Stored items from a collection
=== Begin Enclosure ===

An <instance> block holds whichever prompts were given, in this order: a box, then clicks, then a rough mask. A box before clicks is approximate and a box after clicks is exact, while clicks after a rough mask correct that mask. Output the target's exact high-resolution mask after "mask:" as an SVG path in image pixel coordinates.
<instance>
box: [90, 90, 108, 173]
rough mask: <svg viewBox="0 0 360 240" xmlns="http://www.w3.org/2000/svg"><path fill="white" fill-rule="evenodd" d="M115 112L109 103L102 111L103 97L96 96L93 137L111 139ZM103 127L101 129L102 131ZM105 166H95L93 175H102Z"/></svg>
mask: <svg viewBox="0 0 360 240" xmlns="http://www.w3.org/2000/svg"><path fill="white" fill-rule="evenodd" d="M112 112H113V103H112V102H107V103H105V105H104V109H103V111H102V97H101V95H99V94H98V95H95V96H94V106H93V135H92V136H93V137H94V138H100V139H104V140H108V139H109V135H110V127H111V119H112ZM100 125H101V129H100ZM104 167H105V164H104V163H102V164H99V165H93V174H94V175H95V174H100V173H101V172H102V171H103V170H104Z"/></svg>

=== End Enclosure ===

- **TASK ITEM**: Your job is to print exactly the lines that run from the top of the entries through the line with "box: [90, 90, 108, 173]", and no others.

- **SOLVED EXERCISE**:
An <instance> block holds whichever prompts were given, in this order: a box, then clicks, then a rough mask. A box before clicks is approximate and a box after clicks is exact, while clicks after a rough mask correct that mask. Output the target's exact high-resolution mask after "mask:" as an SVG path in image pixel coordinates.
<instance>
box: [90, 90, 108, 173]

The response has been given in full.